§ Actions to take:
1. Print the passage of the Youngstown parks article from "City Council gave" to "into any contract." without changing a word.
2. Proceed with the Youngstown parks article, continuing it after its last sentence.

§ Page extract:
┄┄┄┄┄┄┄┄┄┄
City Council gave its approval Wednesday to seek proposals from park planners.

Parks and Recreation Director Bob Burke said Youngstown’s 45 parks and properties are designed to serve 150,000 people, but the city’s population is now closer to 65,000.  So, officials want to see what it will cost to bring in an outside consultant or firm to give citizens the most bang for their city park buck.

“Specialists that deal in parks and recreation only, that’s what we want. We don’t want somebody that deals on building just streets. We want somebody that knows how to build a park system for a city,” Burke said.

Council and the Board of Control would have to give approval before entering into any contract.

The city already paid $13,000 to YSU’s Center for Urban and Regional Studies to conduct park demographics studies and surveys. The results of that work should be presented in August to council and the park commission.

Also Wednesday, City Council approved the Mahoning County Solid Waste Management plan update by a 5-2 vote. The county waste management district needs the approval of 60 percent of municipalities, including Youngstown, to move forward with its 15-year plan.
┄┄┄┄┄┄┄┄┄┄
§ Data section:
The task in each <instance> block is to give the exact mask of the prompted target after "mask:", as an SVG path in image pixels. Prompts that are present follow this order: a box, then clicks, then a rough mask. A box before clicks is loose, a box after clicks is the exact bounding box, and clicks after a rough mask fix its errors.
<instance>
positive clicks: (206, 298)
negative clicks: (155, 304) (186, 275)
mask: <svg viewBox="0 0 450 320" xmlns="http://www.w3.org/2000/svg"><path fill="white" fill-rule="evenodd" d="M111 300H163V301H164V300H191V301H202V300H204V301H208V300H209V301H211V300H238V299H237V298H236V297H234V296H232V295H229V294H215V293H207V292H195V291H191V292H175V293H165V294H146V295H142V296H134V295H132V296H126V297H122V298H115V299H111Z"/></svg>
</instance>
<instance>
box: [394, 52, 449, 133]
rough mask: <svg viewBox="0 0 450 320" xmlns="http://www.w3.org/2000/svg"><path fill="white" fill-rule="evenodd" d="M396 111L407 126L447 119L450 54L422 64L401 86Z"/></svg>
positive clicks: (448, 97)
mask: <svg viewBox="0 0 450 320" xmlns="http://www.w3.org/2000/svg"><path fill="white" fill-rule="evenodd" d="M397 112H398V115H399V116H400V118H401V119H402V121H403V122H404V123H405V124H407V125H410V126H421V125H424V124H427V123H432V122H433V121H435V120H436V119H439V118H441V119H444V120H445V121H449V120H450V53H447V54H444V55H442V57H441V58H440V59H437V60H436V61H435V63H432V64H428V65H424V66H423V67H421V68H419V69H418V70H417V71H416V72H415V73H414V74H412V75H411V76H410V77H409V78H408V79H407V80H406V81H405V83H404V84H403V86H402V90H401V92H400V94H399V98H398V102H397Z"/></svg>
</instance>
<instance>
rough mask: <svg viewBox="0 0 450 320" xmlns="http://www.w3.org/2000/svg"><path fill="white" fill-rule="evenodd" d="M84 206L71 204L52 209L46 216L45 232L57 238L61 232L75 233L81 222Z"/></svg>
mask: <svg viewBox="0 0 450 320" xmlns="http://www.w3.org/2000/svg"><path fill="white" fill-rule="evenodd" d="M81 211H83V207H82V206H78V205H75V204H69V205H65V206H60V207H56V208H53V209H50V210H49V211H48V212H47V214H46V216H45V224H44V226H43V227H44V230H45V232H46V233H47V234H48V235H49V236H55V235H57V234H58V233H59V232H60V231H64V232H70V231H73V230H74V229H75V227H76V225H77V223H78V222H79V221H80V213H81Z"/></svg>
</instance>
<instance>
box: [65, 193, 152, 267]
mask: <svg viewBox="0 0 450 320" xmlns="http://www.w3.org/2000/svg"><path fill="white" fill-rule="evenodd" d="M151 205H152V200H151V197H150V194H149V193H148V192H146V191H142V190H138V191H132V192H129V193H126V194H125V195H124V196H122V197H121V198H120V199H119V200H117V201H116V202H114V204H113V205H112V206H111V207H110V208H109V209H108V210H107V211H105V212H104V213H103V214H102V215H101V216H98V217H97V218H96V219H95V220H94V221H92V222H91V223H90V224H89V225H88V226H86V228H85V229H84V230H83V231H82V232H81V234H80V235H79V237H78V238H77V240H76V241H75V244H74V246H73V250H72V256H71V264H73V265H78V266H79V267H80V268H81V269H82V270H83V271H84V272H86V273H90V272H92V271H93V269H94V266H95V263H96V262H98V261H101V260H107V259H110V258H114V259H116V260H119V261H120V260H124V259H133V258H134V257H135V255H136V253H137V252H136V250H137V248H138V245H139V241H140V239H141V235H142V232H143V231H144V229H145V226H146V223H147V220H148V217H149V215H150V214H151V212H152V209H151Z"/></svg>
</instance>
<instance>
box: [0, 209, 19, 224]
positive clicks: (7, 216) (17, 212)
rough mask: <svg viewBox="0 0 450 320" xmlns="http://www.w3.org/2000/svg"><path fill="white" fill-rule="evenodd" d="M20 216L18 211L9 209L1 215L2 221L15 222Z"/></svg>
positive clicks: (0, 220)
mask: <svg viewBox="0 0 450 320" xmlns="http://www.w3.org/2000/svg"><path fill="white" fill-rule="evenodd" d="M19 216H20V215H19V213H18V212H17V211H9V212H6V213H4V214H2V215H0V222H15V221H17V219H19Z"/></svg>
┄┄┄┄┄┄┄┄┄┄
§ Outputs by task:
1.
City Council gave its approval Wednesday to seek proposals from park planners.

Parks and Recreation Director Bob Burke said Youngstown’s 45 parks and properties are designed to serve 150,000 people, but the city’s population is now closer to 65,000.  So, officials want to see what it will cost to bring in an outside consultant or firm to give citizens the most bang for their city park buck.

“Specialists that deal in parks and recreation only, that’s what we want. We don’t want somebody that deals on building just streets. We want somebody that knows how to build a park system for a city,” Burke said.

Council and the Board of Control would have to give approval before entering into any contract.

2.
The plan outlines how money generated by area landfills will fund things such as well testing, boards of health, litter control and recycling throughout the county.  The resolution passed in Youngstown on its second reading.

“Without the city of Youngstown’s vote, we could not go any further at this point. We’d have to allow the state to come in and write the plan for us,” said Lou Vega, interim director for the Mahoning County Solid Waste Management District.

“We can’t continue to go down the path that we’re going down, with spending the money in places that may not need it,” said 7th Ward Councilman John Swierz, who voted against the plan.

The other ‘no’ vote came from T.J. Rodgers. Swierz said he’s concerned about the amount the district allocates for well testing in the county, saying it’s a lot more money than other counties around the state.

The plan must be submitted to Ohio Environmental Protection Agency by June 11.